--- start of Available data ---
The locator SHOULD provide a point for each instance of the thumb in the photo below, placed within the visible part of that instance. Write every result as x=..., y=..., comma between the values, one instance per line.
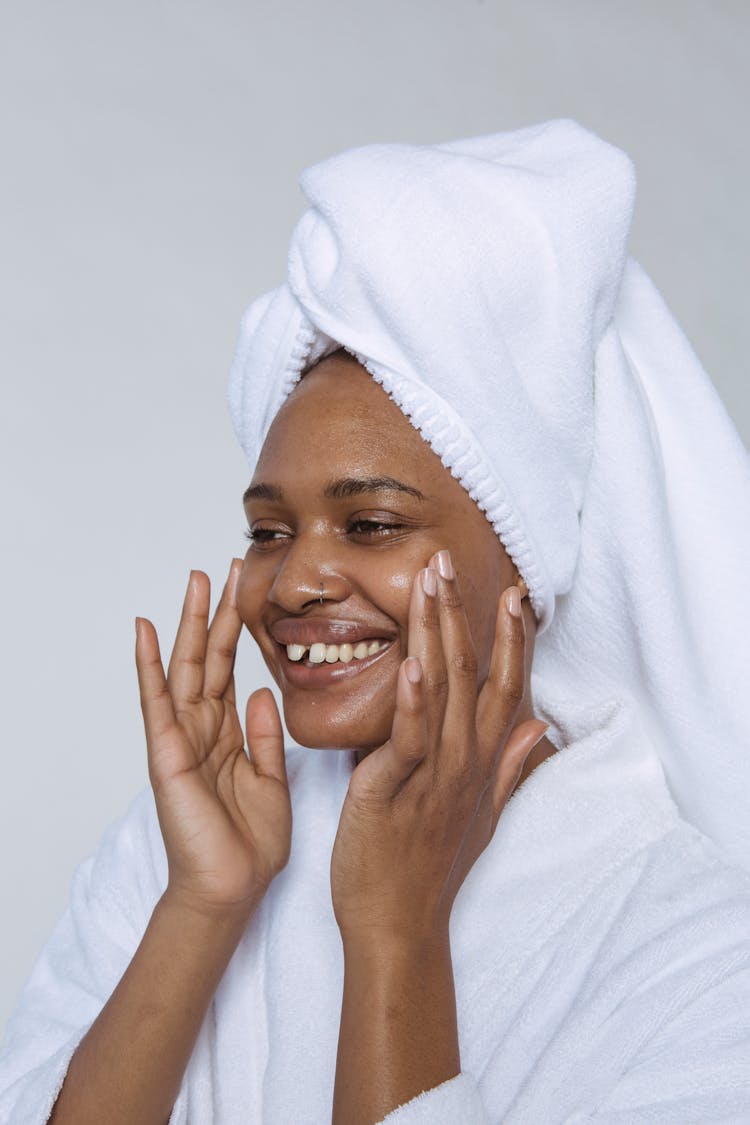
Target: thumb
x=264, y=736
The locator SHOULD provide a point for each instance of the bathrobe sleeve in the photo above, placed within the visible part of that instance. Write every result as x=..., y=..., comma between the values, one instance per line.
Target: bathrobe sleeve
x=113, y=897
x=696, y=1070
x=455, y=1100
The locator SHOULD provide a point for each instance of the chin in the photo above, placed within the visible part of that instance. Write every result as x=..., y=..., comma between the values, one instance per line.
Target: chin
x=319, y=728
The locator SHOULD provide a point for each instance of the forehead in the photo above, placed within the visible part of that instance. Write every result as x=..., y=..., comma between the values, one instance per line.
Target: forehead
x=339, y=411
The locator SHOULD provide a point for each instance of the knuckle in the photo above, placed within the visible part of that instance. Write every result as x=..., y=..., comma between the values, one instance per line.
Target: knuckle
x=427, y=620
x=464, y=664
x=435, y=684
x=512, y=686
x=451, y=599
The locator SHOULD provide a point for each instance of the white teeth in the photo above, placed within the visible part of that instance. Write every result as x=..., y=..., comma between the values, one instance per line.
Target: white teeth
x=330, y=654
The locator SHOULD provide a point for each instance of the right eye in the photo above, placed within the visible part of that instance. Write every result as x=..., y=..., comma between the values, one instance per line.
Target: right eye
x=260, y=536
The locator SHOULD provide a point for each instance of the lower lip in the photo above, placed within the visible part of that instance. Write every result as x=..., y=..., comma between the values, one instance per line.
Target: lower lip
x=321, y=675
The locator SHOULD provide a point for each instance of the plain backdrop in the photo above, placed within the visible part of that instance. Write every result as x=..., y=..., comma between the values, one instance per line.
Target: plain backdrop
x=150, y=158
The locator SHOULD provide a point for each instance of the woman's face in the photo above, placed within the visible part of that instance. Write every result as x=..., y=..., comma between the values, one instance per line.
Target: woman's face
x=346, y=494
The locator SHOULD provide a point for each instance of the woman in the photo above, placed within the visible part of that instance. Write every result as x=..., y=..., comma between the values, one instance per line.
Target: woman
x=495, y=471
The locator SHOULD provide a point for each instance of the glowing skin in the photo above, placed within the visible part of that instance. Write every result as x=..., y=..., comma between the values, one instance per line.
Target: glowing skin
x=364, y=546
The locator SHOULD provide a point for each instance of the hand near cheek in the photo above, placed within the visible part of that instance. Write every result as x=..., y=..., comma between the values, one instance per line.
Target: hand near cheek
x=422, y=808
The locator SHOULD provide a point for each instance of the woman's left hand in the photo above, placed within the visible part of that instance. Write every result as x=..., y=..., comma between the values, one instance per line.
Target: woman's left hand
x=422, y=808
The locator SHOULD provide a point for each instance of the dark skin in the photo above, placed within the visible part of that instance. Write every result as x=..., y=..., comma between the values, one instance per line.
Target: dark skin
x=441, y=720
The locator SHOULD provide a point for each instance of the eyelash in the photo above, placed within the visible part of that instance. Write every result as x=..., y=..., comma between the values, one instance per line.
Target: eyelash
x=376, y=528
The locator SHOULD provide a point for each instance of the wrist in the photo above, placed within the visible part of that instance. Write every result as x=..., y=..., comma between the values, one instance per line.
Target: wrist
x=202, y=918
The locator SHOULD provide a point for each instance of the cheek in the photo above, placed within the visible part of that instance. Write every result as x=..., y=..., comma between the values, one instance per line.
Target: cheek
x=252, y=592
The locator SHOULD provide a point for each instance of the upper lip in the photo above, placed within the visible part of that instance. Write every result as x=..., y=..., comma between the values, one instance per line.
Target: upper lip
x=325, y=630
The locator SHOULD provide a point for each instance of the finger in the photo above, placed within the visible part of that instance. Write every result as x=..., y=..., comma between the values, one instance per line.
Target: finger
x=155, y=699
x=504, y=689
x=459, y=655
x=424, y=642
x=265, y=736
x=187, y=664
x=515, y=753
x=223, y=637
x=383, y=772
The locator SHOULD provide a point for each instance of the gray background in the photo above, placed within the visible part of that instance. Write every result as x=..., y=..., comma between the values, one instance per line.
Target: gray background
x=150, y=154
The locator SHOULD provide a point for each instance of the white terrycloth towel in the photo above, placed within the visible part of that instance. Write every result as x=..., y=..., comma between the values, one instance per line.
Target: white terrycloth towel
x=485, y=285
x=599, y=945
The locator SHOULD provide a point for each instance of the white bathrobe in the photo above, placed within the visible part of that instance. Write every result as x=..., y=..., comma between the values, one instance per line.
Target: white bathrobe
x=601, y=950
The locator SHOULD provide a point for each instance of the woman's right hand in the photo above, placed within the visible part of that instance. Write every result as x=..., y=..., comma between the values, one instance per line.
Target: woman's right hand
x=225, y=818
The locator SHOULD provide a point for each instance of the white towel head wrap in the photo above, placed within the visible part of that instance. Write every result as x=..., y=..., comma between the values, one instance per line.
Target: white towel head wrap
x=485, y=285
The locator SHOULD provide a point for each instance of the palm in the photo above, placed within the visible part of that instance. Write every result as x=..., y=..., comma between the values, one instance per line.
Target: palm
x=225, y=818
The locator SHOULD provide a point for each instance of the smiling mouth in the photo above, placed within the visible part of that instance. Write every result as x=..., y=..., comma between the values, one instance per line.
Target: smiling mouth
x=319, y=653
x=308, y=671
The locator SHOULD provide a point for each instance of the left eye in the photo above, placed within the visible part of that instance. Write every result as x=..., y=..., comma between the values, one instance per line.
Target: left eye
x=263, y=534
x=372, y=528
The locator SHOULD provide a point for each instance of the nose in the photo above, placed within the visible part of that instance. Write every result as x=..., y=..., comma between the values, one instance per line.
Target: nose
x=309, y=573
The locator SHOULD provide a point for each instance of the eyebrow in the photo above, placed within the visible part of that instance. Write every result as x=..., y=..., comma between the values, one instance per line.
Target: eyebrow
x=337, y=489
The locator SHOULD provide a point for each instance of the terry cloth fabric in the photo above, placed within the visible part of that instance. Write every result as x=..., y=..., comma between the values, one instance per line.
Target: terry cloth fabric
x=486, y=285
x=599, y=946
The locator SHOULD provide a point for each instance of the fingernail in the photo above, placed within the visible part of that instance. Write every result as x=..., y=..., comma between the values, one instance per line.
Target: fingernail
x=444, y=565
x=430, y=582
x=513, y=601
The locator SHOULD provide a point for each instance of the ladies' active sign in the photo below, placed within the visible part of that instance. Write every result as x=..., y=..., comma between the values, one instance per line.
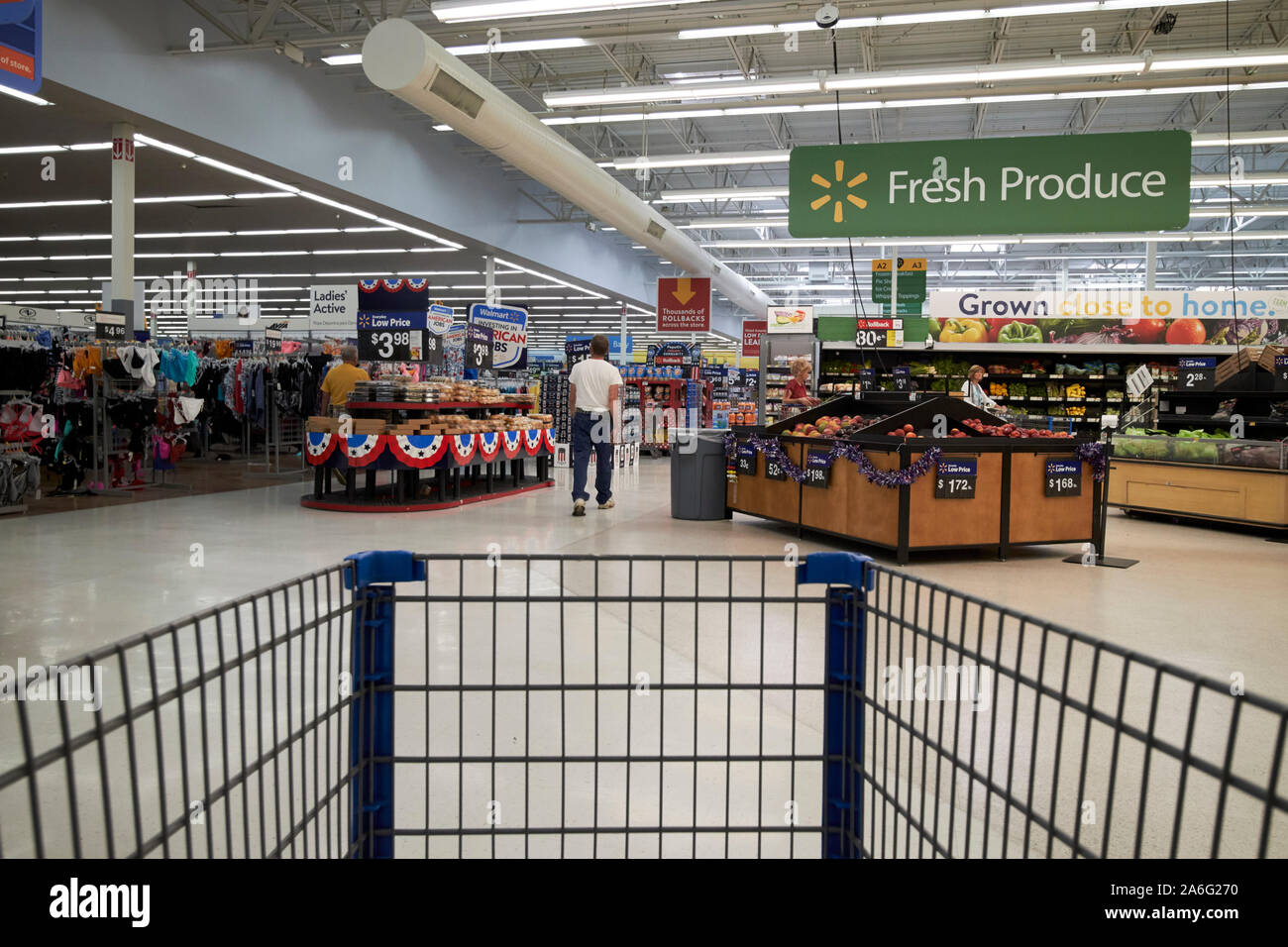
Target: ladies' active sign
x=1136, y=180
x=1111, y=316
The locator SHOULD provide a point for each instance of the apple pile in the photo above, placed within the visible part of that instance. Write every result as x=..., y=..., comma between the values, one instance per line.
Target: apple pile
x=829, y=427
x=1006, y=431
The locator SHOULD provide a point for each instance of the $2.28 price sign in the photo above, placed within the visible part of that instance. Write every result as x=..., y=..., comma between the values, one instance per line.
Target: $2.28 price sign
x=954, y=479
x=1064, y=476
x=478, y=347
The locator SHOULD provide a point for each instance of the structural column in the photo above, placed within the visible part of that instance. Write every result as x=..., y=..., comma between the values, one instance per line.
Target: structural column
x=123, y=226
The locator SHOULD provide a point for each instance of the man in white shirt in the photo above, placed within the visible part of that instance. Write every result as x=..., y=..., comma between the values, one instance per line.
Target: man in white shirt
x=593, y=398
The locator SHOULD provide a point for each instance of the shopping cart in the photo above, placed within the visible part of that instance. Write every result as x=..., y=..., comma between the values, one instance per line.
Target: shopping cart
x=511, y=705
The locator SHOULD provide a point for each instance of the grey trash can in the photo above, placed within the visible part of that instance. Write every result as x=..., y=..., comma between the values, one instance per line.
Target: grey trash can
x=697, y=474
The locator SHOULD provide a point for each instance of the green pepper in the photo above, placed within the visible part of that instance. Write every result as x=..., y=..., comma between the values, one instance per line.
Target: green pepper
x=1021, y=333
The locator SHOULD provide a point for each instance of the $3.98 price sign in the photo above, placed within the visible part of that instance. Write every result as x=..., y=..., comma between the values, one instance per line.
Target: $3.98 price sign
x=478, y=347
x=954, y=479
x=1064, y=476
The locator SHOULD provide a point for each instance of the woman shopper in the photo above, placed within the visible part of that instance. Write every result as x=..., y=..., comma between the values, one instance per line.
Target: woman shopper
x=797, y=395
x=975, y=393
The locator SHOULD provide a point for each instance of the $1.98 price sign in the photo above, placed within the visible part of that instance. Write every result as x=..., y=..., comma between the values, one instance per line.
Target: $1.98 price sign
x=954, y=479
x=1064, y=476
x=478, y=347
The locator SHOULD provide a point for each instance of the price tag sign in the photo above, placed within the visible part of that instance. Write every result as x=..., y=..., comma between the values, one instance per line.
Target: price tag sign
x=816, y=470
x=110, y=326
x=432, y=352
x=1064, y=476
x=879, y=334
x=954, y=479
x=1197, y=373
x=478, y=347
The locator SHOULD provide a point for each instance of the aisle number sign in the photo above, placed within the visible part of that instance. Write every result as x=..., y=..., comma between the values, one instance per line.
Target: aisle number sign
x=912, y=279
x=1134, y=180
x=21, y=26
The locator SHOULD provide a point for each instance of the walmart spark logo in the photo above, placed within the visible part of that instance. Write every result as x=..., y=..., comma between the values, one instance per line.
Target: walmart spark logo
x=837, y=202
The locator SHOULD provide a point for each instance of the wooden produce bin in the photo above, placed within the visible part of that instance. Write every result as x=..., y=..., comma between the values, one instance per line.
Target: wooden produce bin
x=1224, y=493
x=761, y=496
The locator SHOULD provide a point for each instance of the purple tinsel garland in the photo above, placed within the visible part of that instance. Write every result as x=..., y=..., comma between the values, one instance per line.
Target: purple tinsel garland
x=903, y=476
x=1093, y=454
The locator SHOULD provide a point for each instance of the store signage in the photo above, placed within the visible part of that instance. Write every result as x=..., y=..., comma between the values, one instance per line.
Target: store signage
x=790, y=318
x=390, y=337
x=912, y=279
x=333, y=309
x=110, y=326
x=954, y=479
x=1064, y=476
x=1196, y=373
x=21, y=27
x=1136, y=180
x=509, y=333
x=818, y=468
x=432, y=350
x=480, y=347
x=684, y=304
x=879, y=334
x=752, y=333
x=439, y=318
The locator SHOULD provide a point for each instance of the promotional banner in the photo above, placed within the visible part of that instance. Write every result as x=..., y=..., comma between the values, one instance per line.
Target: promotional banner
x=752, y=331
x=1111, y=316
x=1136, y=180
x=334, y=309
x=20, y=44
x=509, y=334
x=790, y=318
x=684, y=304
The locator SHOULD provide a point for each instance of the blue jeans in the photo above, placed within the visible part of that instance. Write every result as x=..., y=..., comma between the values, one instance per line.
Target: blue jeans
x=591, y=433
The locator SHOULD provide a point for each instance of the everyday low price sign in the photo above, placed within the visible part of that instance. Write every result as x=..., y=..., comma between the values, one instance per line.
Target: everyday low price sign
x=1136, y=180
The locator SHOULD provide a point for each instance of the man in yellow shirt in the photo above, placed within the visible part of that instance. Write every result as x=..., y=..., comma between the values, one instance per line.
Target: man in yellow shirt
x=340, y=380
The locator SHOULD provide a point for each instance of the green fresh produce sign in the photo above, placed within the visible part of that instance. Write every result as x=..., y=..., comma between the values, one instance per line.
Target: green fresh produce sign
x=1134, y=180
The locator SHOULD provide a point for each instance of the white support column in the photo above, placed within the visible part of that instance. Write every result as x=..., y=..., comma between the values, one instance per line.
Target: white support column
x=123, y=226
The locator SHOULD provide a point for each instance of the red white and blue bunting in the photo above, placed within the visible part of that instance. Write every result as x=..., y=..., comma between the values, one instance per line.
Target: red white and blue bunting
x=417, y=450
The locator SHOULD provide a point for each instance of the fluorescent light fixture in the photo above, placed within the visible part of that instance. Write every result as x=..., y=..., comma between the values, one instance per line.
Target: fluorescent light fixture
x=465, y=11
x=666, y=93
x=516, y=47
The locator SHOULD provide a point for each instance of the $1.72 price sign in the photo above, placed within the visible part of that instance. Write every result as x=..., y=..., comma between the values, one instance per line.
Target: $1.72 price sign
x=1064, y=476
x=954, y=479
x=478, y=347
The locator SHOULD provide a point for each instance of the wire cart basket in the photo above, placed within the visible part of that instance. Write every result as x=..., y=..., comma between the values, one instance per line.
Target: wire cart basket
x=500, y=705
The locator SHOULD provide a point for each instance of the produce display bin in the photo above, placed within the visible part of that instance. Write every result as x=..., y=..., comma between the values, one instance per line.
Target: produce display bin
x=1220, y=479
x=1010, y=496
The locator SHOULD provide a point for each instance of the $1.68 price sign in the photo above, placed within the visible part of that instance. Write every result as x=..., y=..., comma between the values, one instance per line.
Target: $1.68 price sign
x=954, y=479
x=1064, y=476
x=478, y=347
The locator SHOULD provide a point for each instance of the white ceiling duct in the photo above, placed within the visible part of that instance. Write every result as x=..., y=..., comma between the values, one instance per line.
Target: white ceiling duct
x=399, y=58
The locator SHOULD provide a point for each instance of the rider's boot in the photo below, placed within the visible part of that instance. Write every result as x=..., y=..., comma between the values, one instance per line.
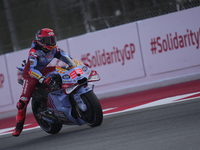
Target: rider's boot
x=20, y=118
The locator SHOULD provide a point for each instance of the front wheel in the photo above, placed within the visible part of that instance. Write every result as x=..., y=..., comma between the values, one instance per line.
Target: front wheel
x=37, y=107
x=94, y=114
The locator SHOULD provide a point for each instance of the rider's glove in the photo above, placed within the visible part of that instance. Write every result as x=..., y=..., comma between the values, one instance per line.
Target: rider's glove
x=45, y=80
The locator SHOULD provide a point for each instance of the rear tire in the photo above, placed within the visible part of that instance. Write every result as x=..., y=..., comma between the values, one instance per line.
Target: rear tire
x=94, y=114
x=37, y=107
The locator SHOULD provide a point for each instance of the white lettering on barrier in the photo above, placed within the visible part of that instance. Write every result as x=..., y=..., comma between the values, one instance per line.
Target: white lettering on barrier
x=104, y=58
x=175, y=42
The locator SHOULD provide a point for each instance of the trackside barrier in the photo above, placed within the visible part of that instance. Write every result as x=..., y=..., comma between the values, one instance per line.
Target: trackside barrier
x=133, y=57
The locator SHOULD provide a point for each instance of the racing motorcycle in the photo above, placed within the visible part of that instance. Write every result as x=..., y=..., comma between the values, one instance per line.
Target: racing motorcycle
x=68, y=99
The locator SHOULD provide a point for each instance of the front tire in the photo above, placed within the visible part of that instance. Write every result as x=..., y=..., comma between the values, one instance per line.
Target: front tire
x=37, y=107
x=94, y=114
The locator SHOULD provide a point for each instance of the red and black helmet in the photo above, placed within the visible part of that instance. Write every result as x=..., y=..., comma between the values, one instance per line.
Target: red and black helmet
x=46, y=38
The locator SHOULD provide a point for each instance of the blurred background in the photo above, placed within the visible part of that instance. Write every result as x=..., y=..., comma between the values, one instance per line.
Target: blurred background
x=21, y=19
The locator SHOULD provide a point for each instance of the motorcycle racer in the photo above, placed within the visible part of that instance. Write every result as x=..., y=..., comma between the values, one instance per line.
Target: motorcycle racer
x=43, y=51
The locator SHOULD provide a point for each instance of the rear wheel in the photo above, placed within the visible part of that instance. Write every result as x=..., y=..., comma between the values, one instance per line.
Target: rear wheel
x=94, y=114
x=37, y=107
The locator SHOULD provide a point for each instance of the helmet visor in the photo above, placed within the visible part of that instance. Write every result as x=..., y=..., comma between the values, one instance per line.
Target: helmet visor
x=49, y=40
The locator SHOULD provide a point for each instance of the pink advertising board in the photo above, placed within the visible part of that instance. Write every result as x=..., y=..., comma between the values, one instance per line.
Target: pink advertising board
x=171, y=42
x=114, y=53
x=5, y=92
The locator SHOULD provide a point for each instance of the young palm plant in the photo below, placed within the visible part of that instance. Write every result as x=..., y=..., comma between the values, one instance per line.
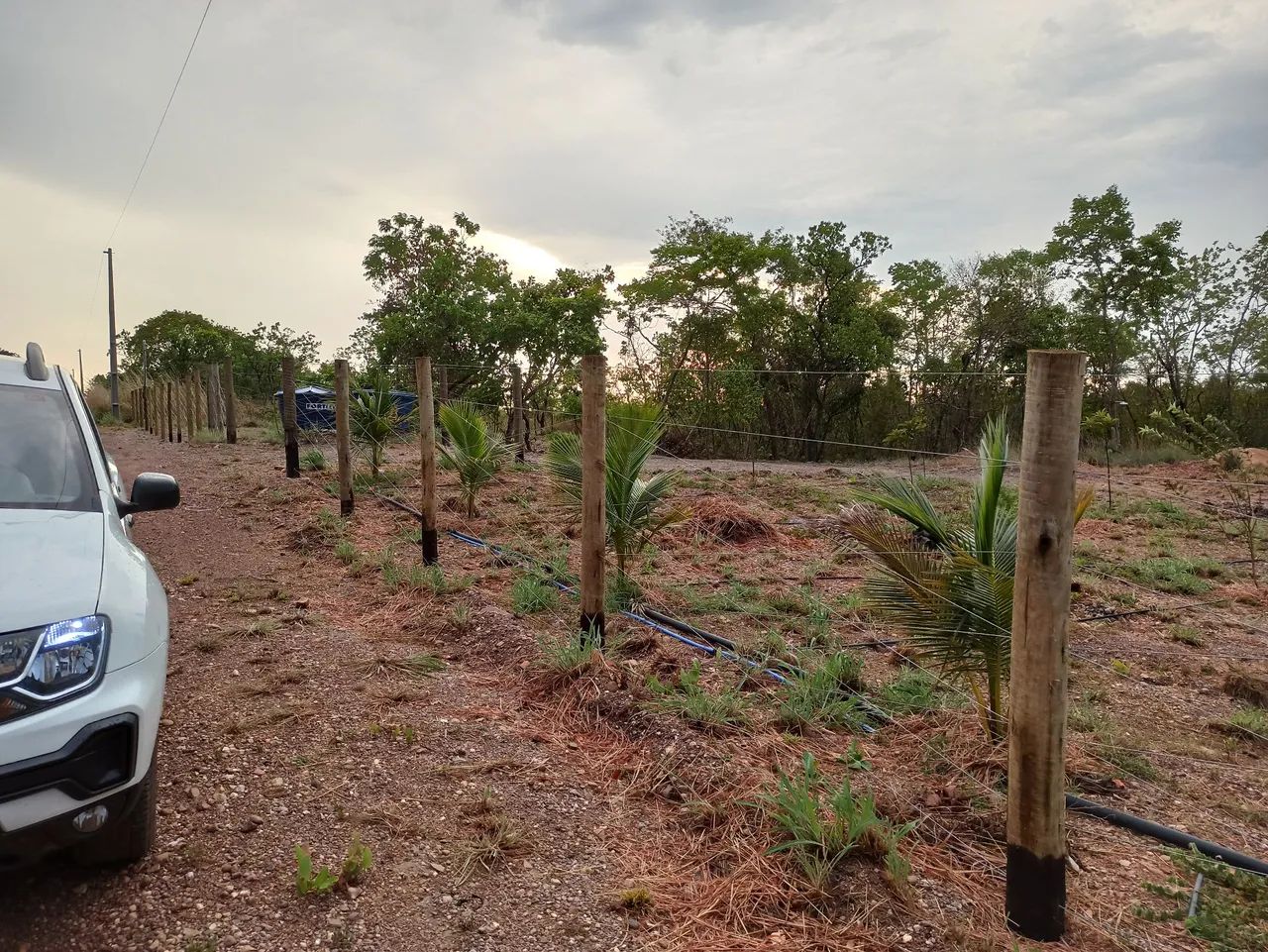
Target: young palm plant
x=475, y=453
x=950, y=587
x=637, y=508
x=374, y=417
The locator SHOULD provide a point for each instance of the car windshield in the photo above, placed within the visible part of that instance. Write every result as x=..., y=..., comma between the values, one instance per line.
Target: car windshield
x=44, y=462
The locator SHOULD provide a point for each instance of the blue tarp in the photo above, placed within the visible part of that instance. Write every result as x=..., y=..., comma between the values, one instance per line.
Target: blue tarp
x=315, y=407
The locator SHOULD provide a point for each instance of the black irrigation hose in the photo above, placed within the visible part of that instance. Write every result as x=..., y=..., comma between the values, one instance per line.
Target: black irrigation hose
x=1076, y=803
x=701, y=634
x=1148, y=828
--- end of Available data ---
Print, unchanged, the lines from the one containing "of the glowing" up to and including the one containing "x=202, y=918".

→ Response below
The locator SHOULD provide a point for each instance of the glowing skin in the photo above, placed within the visible part of that instance. Write every result as x=..., y=..., comma between the values, one instance per line.
Target: glowing skin
x=364, y=546
The locator SHOULD provide a point for each instance of the hand near cheek in the photo above, placed within the visible part of that instance. Write every result as x=..., y=..., comma between the values, one instance per line.
Target: hand near cheek
x=422, y=808
The locator SHOULD provide a point for each instance of the woman's left hand in the photo above, placed within the visible part of that instance. Write every result as x=..., y=..., comma between the values, one instance per line.
Target: woman's left hand
x=422, y=808
The locator SHOULD provide a point for each instance of the dark skin in the photo above, placed within the visible part of that instance. Write every result as x=..., y=..., comma between the values, one instance per line.
Target: dark skin
x=441, y=720
The locator SHOULD provide a point for each instance of the eyelash in the photo above, placed within the visible part of that instance. Write every result as x=..., y=..., comma between the values, one instance per line.
Target: eyelash
x=376, y=528
The locator SHOULD provide a point for each instance of the wrist in the photo above, placed within the visible part of that instance. Write every result as x=..., y=..., comma between the values, one instance per line.
Target: wrist
x=202, y=918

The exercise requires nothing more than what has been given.